> [EXERCISE AIM]: Could you copy out the lines word for word, starting at the line that contains "Runbook entry — pointing. Input: the photo below" and stopping after the last line, with the pictures left out?
**** EXTRACTED MATERIAL ****
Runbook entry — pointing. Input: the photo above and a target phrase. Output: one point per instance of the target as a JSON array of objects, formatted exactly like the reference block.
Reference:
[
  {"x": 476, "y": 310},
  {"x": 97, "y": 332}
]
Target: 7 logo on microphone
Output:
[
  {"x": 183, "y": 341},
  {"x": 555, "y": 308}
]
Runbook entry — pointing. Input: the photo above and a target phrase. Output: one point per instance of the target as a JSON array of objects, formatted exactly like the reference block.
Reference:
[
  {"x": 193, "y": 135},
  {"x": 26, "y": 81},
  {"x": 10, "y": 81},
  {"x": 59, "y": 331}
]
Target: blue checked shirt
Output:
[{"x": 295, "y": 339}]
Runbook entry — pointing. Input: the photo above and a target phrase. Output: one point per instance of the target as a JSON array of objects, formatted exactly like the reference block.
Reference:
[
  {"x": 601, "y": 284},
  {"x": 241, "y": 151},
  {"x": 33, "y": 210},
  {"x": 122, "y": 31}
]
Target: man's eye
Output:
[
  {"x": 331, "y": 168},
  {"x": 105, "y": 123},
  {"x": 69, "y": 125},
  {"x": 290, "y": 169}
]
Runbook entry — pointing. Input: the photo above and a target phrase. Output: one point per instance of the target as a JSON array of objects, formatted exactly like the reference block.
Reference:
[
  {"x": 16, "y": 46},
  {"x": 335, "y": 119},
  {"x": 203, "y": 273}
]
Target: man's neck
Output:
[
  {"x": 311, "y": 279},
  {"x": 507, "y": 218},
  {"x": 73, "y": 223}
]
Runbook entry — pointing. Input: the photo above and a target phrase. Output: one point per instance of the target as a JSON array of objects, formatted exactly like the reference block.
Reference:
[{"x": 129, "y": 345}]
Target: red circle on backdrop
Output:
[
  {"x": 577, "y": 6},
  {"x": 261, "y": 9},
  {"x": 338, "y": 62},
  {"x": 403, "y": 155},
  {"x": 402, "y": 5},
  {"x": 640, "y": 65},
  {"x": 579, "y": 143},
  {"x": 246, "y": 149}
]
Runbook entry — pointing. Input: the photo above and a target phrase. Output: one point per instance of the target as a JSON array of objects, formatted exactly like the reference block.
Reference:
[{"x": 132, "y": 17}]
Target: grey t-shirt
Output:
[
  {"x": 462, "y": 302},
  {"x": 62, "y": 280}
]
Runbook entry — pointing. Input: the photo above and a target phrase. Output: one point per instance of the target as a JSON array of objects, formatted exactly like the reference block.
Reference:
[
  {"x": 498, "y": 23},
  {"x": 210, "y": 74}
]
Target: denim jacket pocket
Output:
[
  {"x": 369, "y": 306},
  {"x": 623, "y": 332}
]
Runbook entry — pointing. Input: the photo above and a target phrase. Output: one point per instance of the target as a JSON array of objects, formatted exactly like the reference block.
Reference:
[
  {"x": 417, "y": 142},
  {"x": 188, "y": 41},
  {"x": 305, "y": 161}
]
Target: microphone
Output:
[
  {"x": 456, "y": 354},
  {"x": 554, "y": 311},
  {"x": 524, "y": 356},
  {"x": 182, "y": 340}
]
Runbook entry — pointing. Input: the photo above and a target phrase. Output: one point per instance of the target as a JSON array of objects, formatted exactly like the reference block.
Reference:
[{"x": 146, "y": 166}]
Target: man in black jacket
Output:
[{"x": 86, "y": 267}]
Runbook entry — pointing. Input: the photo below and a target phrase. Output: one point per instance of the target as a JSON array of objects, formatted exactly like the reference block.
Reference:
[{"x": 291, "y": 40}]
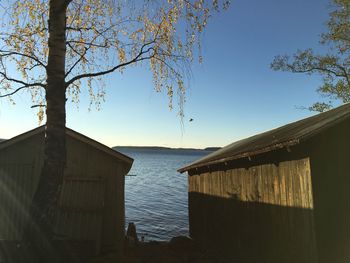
****
> [RESULT BELOW]:
Runbook entry — pointing. Input: the photo below and a target phrase. Output: one point per instance of the target as a JSON array of objects, formatted exactly like the reference block.
Reference:
[{"x": 291, "y": 40}]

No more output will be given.